Every record that follows should be printed verbatim.
··· EXTRACTED INFORMATION ···
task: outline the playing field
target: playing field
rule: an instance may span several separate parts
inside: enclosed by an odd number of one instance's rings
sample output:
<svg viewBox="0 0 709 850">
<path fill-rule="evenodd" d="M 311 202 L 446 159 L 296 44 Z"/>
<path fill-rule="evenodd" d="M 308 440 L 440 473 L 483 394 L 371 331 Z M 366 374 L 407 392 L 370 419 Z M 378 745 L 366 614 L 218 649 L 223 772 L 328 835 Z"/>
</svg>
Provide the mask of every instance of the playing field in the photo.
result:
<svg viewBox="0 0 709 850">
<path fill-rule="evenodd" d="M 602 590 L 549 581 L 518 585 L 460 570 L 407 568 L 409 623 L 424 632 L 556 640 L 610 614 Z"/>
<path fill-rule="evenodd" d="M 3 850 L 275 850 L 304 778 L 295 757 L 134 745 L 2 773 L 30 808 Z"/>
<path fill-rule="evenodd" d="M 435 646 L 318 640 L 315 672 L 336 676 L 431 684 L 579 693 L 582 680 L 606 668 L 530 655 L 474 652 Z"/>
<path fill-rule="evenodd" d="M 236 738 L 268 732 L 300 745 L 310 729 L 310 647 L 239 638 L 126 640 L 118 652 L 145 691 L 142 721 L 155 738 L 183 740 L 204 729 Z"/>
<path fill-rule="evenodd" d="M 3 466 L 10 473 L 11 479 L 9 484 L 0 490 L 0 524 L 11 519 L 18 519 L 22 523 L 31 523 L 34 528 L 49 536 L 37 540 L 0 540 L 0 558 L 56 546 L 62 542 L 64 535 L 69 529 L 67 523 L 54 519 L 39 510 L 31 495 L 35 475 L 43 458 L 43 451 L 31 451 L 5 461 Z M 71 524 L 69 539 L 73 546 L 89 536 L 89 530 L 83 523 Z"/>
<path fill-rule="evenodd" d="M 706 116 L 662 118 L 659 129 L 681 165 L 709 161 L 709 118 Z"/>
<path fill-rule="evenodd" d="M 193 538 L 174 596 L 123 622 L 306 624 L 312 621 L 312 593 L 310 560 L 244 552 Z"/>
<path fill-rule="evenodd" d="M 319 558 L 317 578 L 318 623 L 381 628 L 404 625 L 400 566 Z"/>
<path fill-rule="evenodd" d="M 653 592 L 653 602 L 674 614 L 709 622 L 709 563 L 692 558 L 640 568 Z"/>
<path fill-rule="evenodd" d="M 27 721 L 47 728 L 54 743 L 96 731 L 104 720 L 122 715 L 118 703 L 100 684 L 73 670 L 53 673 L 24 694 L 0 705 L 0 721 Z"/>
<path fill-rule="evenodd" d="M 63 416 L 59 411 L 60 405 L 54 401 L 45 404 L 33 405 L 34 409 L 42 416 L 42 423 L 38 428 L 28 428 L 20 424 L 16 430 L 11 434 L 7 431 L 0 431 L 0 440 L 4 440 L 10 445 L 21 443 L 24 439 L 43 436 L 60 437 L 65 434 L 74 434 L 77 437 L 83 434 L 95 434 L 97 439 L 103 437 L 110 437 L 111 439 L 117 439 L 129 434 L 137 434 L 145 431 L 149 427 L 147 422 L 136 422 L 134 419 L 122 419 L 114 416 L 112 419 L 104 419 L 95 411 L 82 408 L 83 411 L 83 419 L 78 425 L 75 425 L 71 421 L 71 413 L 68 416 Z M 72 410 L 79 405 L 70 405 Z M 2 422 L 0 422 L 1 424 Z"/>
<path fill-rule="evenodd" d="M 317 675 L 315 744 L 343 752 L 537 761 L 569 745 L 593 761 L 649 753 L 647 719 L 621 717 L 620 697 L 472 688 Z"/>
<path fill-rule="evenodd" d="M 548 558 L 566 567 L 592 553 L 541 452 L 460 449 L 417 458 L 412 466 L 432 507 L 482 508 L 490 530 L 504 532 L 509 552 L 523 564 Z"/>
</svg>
···
--- ANSWER TO THIS TASK ---
task: outline the playing field
target: playing field
rule: an instance may span several separate parts
inside: enclosed by an odd number of one instance's rings
sample output:
<svg viewBox="0 0 709 850">
<path fill-rule="evenodd" d="M 311 202 L 446 159 L 296 44 Z"/>
<path fill-rule="evenodd" d="M 308 440 L 440 473 L 483 394 L 371 331 Z M 366 374 L 407 392 L 370 419 Z M 378 745 L 366 614 L 218 649 L 223 772 L 328 835 Z"/>
</svg>
Provide the mask of every instance of the playing field in the photo.
result:
<svg viewBox="0 0 709 850">
<path fill-rule="evenodd" d="M 602 590 L 549 581 L 518 585 L 460 570 L 407 568 L 409 623 L 424 632 L 556 640 L 610 614 Z"/>
<path fill-rule="evenodd" d="M 3 850 L 275 850 L 304 778 L 295 757 L 134 745 L 2 773 L 30 808 Z"/>
<path fill-rule="evenodd" d="M 435 646 L 318 640 L 315 672 L 336 676 L 431 684 L 579 693 L 582 680 L 606 668 L 530 655 L 474 652 Z"/>
<path fill-rule="evenodd" d="M 236 738 L 268 732 L 300 745 L 310 729 L 310 647 L 239 638 L 126 640 L 118 652 L 145 691 L 142 721 L 155 738 L 183 740 L 204 729 Z"/>
<path fill-rule="evenodd" d="M 3 466 L 10 473 L 11 479 L 9 484 L 0 490 L 0 524 L 11 519 L 18 519 L 22 523 L 31 523 L 34 528 L 49 536 L 37 540 L 0 540 L 0 558 L 56 546 L 62 542 L 64 535 L 69 529 L 67 523 L 54 519 L 39 510 L 31 495 L 35 475 L 43 458 L 43 451 L 31 451 L 5 461 Z M 71 524 L 69 539 L 73 546 L 89 536 L 89 530 L 83 523 Z"/>
<path fill-rule="evenodd" d="M 706 116 L 662 118 L 659 129 L 681 165 L 709 161 L 709 118 Z"/>
<path fill-rule="evenodd" d="M 193 538 L 174 596 L 123 622 L 306 624 L 312 621 L 312 593 L 310 560 L 244 552 Z"/>
<path fill-rule="evenodd" d="M 319 558 L 317 578 L 318 623 L 381 628 L 404 625 L 400 566 Z"/>
<path fill-rule="evenodd" d="M 653 592 L 653 602 L 674 614 L 709 622 L 709 563 L 692 558 L 640 568 Z"/>
<path fill-rule="evenodd" d="M 27 721 L 47 728 L 54 743 L 96 731 L 104 720 L 122 715 L 118 703 L 100 684 L 73 670 L 53 673 L 24 694 L 0 705 L 0 721 Z"/>
<path fill-rule="evenodd" d="M 63 416 L 59 411 L 60 405 L 54 401 L 45 404 L 33 405 L 34 409 L 42 416 L 42 423 L 38 428 L 28 428 L 20 424 L 16 430 L 11 434 L 7 431 L 0 431 L 0 440 L 4 440 L 10 445 L 21 443 L 24 439 L 43 436 L 60 437 L 65 434 L 74 434 L 77 437 L 83 434 L 95 434 L 97 439 L 103 437 L 110 437 L 111 439 L 117 439 L 129 434 L 137 434 L 145 431 L 149 427 L 147 422 L 136 422 L 134 419 L 122 419 L 114 416 L 112 419 L 104 419 L 95 411 L 82 408 L 83 411 L 83 419 L 78 425 L 75 425 L 71 421 L 71 413 L 68 416 Z M 72 410 L 79 405 L 70 405 Z M 2 422 L 0 422 L 1 424 Z"/>
<path fill-rule="evenodd" d="M 317 675 L 315 744 L 343 752 L 537 761 L 569 745 L 593 761 L 649 753 L 647 719 L 621 717 L 620 697 L 472 688 Z"/>
<path fill-rule="evenodd" d="M 548 558 L 566 567 L 592 553 L 541 452 L 460 449 L 417 458 L 412 466 L 432 507 L 482 508 L 490 530 L 504 532 L 509 552 L 523 564 Z"/>
</svg>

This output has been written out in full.